━━━━━ Data extract ━━━━━

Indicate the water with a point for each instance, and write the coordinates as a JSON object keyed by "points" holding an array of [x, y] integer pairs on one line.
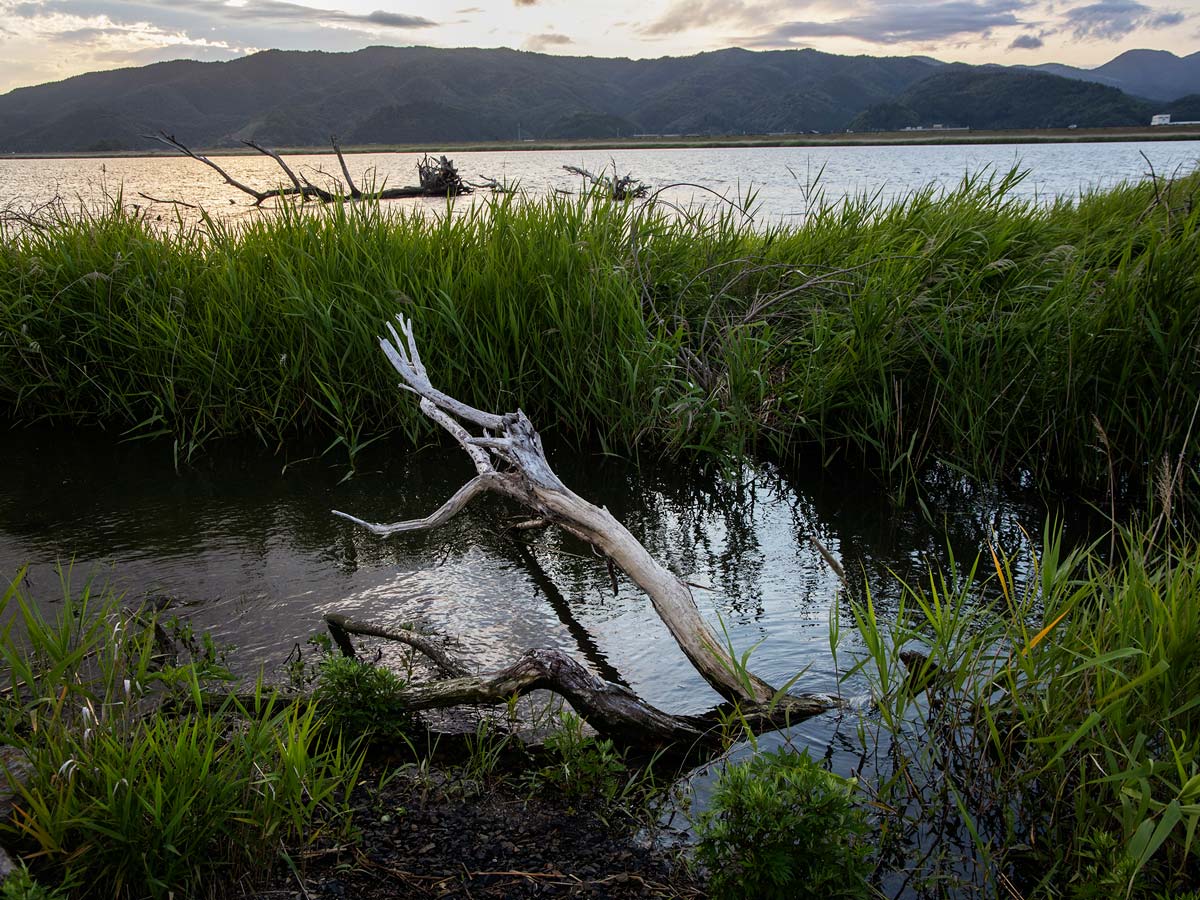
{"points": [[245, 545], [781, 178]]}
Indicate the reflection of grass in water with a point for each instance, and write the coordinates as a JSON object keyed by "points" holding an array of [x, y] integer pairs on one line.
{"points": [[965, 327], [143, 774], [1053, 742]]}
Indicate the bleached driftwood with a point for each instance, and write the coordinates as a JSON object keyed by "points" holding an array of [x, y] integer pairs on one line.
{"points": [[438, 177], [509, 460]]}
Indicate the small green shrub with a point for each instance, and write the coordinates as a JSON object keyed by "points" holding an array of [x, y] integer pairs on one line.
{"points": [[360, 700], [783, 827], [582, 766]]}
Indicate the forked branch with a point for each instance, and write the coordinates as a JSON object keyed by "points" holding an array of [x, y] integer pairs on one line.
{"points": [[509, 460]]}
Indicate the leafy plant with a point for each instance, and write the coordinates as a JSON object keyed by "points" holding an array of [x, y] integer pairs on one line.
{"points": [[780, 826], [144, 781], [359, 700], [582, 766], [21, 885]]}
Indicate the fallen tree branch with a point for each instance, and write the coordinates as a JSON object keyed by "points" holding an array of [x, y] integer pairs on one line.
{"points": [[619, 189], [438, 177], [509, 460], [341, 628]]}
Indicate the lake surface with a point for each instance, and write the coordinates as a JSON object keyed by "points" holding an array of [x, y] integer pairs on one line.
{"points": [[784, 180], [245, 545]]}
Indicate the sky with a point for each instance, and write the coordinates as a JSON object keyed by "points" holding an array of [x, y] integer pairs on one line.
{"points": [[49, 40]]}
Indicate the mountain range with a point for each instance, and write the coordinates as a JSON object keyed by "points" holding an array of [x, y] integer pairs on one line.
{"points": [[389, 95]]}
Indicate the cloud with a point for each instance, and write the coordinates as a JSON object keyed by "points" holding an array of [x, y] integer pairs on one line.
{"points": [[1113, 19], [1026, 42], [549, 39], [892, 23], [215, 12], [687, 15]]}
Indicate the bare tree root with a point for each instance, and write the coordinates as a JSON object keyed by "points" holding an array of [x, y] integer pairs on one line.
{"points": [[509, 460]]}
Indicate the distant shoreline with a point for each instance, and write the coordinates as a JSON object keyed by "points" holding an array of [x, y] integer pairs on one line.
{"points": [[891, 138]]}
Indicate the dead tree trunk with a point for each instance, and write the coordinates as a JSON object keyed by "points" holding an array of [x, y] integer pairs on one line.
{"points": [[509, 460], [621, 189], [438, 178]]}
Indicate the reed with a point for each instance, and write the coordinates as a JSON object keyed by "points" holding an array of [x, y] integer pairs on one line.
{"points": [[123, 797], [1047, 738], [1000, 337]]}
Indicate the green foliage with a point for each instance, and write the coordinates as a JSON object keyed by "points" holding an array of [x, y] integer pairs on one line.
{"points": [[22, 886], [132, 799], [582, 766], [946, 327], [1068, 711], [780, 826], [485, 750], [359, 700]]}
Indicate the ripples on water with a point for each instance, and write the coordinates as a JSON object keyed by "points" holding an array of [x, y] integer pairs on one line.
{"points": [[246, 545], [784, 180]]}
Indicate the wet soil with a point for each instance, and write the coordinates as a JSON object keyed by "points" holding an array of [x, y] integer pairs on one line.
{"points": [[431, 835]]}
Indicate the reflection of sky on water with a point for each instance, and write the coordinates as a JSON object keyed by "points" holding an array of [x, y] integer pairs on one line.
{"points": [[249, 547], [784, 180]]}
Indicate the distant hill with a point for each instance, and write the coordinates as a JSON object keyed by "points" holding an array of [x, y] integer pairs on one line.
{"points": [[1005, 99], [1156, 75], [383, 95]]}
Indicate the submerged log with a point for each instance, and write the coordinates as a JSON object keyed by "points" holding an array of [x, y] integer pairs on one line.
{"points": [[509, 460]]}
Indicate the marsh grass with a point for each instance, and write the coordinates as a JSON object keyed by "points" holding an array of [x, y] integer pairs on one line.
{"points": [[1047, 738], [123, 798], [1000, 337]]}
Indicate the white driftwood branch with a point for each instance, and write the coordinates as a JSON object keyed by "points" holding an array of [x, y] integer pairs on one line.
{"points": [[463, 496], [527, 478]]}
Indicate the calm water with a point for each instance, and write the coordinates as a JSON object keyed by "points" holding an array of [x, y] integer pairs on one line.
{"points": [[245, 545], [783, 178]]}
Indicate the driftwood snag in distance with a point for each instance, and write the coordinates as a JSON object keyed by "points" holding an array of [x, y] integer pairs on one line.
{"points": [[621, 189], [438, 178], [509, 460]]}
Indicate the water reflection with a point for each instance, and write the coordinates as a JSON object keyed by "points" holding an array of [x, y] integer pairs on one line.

━━━━━

» **Task goal**: Exclude the pictures and give back the rest of the data above exactly as written.

» **Completed task**:
Indicate the water with a point for each instance, and write the coordinates as a JSON object keyed by "points" holding an array of [x, y] integer pairs on one line.
{"points": [[245, 545], [781, 178]]}
Indicate the reflection of grass in water with a point for each instance, and write the coordinates as a JSON object keyed by "points" holding an array of [x, y] integer pairs on one line.
{"points": [[965, 327], [143, 774], [1053, 742]]}
Indicate the bleached driftwood with a point for each instance, and write the coordinates as a JSON object keyed by "points" holding an array of [x, y] integer pairs on one line.
{"points": [[438, 177], [509, 460]]}
Indicate the small green shrub with a point for each instance, and write the coordinates as a JSON object keyed by "points" holding an array of [x, y] integer pairs on one line.
{"points": [[360, 700], [783, 827], [582, 766]]}
Indicate the forked branch with a point for each instance, and write the coordinates as a JSON object keyed by "points" holding an array of [x, y] integer pairs on one line.
{"points": [[509, 460]]}
Indicate the leafy plant with a point for each instance, and write the coordinates as a JSON object keyed by "points" holding an array of [x, y] integer pairs on one line.
{"points": [[780, 826], [144, 781], [359, 700], [582, 766], [21, 885]]}
Indicate the fallen tree branch with a point for each instance, and write the coordinates as a JSON object keyed by "points" holding an array of [x, y] integer pairs on one line.
{"points": [[619, 189], [438, 177], [509, 460], [341, 628]]}
Indicate the lake surface with a point for each instance, and write the coordinates as a JSON object keyed by "points" holding an array of [x, y] integer pairs on one line.
{"points": [[784, 180], [245, 545]]}
Indicate the sky with a point for each instance, and write the coordinates as a JSON object keyed by "points" holding an array of [x, y] integer pairs on one line.
{"points": [[49, 40]]}
Indicate the mountain range with a point for each instance, and write the coordinates as a JSON object keyed by "points" holding an array of [x, y] integer pairs on one line.
{"points": [[389, 95]]}
Indicate the cloud with a point for each instance, and write the coordinates as a JSON object keyed by "points" holding an array of [x, y] integer pairs on one line.
{"points": [[1113, 19], [1026, 42], [549, 39], [892, 23], [215, 12], [687, 15]]}
Indicate the bare tree root with a point for each instance, and write the coordinates as a JSON object keyed by "points" holding an array of [x, y] integer pairs on one line.
{"points": [[509, 460]]}
Indicate the distant shoreline with a point for each instance, and write the coordinates as a JSON object keyed by "points" holding an array of [x, y] integer pairs on one line.
{"points": [[891, 138]]}
Indicate the dead tree trunk with a point for each instance, and write the coordinates as a JSON object keyed by "points" holding an array of [x, y] integer pairs on one line.
{"points": [[509, 460], [621, 189], [438, 178]]}
Indicate the reed with a point for each instance, and write the coordinates as a JSON object keyed by "points" holding an array of [x, y] integer pairs on one line.
{"points": [[123, 797], [1047, 738], [1000, 337]]}
Indicate the green foliage with a point for each instance, and write the coordinates as a JSON object keyed by "points" holding an array of [x, y] integer pairs on one line.
{"points": [[22, 886], [132, 799], [582, 766], [946, 327], [1068, 711], [780, 826], [485, 750], [359, 700]]}
Indicate the ripples on water with a point for each instance, and write the coordinates as a JSON object keyed by "points" holding an array of [x, y] integer pairs on one line.
{"points": [[246, 545], [784, 180]]}
Indicate the wet soil with a point for each instance, and write the coordinates as a JSON object keyed by "points" holding an array of [x, y] integer pairs on one line.
{"points": [[431, 835]]}
Indicate the reflection of sky on water with a point for each instance, and write the coordinates as a JSON object keyed by "points" holding an array of [x, y] integer pairs on one line.
{"points": [[249, 547], [784, 180]]}
Indicate the distant hill with a point for each instance, and write the coordinates as a JSON object keyed by "points" holding an array of [x, y] integer pairs on one line.
{"points": [[1005, 99], [1156, 75], [383, 95]]}
Indicate the submerged log with a point for each instance, and write the coordinates as a JSON object keyed by "points" holding an array of [x, y] integer pairs on one line.
{"points": [[509, 460]]}
Indicate the marsh grass with a point for each instance, and write the coordinates as a JSON object keyed by "points" holding an array of [x, y] integer pairs on one line.
{"points": [[1047, 738], [123, 798], [1000, 337]]}
Indicate the white driftwood branch with a point for each instance, and write the coordinates as a JSON object keyed by "points" holding an array of [x, y] integer pairs on one line.
{"points": [[463, 496], [527, 478]]}
Indicate the calm water with a point for each instance, and write the coordinates as a JSON object keyed by "points" holding an array of [x, y] integer pairs on one line.
{"points": [[245, 545], [783, 178]]}
Indicate the driftwood snag in distance with a point for each instance, and write the coordinates as a JSON object keyed by "points" holding an array of [x, y] integer pairs on one line.
{"points": [[621, 189], [438, 178], [509, 460]]}
Indicate the water reflection with a point for each instance, and write the coordinates as a JSON object keyed by "points" holding an array of [x, y] integer pairs on one line.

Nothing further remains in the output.